START Input rows

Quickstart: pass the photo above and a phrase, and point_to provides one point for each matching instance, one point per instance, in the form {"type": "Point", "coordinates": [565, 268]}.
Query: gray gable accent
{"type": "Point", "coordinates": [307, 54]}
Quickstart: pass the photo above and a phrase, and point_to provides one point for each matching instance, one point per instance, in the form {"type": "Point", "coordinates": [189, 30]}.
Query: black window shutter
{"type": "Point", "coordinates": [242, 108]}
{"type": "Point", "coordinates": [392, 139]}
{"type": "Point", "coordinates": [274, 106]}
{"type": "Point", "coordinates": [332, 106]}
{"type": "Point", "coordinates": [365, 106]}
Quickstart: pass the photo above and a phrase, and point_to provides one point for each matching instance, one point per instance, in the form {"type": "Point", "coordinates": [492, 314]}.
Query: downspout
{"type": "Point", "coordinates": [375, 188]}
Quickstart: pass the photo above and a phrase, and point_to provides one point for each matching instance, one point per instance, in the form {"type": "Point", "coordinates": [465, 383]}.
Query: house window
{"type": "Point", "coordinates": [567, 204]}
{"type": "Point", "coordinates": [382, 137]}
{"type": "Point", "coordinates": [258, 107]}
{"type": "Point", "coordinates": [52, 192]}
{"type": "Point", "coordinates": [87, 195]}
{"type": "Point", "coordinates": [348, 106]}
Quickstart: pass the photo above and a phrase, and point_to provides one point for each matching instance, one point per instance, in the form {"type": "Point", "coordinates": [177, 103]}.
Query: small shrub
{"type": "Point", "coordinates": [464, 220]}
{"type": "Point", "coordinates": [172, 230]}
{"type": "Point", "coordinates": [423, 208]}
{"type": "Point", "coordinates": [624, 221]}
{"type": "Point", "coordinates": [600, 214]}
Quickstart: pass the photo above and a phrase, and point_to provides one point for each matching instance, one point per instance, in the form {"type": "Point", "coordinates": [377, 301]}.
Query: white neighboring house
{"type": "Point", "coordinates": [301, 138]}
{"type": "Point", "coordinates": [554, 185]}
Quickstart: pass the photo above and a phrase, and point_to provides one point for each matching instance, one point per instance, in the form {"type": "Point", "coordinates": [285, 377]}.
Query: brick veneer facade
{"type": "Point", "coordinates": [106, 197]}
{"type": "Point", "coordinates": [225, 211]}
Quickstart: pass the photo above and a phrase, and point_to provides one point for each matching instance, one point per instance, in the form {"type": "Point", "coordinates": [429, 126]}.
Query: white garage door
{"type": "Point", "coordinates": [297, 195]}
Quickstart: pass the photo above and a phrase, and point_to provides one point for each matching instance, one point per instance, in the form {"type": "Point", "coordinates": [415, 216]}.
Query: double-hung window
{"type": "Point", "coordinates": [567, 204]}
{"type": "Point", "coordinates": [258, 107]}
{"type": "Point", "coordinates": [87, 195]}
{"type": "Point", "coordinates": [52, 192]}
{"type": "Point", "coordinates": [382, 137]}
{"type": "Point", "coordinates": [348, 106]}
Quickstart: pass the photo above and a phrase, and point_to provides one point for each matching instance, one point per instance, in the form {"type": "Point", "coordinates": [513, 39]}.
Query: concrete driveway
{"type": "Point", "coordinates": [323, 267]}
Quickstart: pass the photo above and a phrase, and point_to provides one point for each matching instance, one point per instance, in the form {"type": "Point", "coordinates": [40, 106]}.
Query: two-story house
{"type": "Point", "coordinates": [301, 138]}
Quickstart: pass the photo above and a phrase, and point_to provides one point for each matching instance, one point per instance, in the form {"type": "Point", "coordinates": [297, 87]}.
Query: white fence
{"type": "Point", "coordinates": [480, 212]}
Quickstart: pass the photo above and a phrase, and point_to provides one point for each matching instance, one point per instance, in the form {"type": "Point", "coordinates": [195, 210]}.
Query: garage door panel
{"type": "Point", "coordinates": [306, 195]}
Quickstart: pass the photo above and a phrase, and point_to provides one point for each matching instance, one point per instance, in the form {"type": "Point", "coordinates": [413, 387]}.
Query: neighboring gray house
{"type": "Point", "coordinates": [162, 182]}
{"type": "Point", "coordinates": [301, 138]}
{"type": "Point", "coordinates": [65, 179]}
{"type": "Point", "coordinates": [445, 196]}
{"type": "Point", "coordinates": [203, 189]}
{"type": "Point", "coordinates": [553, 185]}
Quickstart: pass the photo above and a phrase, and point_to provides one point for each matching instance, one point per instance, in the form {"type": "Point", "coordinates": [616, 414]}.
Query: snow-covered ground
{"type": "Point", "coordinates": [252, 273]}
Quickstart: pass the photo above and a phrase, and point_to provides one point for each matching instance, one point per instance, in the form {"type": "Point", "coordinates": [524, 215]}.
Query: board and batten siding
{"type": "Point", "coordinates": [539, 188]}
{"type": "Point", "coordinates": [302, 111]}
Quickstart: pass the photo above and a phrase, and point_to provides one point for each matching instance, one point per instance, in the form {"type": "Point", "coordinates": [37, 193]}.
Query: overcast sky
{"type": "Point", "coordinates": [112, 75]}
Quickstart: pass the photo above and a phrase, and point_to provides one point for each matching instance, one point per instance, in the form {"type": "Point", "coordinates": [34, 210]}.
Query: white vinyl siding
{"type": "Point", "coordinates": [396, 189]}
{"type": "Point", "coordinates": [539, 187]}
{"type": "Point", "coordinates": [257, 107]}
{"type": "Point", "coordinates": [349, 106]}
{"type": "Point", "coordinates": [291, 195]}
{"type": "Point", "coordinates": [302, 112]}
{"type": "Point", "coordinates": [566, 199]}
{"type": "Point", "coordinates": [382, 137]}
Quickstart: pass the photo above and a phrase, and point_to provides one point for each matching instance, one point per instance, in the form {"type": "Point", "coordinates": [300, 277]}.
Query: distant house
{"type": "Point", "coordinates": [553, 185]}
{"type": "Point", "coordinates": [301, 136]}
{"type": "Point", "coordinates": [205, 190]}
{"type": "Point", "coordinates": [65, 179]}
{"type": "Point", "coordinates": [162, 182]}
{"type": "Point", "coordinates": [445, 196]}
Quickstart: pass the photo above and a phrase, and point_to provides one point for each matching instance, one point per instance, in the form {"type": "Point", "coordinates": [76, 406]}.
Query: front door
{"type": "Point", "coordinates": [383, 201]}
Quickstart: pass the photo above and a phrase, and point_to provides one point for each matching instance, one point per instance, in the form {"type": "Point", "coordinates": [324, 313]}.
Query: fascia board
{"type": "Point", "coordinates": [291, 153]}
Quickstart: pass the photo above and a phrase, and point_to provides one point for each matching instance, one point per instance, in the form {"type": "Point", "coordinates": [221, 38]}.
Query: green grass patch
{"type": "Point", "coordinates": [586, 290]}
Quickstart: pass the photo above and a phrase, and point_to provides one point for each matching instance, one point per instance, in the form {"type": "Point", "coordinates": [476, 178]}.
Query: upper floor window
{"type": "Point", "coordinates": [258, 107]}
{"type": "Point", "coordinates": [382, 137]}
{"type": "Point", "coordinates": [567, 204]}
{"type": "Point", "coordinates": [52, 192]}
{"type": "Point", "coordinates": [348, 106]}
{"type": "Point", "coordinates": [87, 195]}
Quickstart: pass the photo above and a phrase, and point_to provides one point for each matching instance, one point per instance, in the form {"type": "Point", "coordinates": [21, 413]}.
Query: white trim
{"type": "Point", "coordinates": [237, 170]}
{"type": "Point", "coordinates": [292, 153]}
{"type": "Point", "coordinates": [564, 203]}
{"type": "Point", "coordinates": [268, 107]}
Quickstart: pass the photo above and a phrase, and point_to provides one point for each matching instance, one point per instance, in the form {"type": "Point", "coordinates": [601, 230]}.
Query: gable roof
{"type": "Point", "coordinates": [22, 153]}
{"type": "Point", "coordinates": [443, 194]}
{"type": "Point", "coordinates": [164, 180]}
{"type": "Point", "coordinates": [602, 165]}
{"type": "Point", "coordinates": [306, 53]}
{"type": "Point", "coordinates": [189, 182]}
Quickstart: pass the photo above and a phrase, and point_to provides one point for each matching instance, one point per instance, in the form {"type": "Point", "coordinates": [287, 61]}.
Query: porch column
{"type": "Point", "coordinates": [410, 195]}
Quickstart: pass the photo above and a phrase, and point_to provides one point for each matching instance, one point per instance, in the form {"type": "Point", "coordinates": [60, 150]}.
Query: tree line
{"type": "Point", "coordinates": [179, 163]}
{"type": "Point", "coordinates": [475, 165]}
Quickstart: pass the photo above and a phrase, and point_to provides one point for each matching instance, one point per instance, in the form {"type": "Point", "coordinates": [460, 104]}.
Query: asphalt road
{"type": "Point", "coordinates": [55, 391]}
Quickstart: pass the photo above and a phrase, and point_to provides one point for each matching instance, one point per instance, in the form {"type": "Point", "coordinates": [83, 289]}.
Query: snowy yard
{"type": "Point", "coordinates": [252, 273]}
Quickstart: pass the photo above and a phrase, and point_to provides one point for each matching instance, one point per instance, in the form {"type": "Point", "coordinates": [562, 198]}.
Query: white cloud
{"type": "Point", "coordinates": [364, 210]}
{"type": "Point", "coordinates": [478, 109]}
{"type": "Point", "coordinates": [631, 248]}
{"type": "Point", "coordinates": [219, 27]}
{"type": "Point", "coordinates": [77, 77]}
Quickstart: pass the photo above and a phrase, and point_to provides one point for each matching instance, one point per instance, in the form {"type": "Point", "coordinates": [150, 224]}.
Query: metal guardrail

END Input rows

- [Aim of the task]
Report every line of the material above that contains the word "garage", matching case exactly.

- [Answer for this exercise]
Query: white garage door
Query: garage door panel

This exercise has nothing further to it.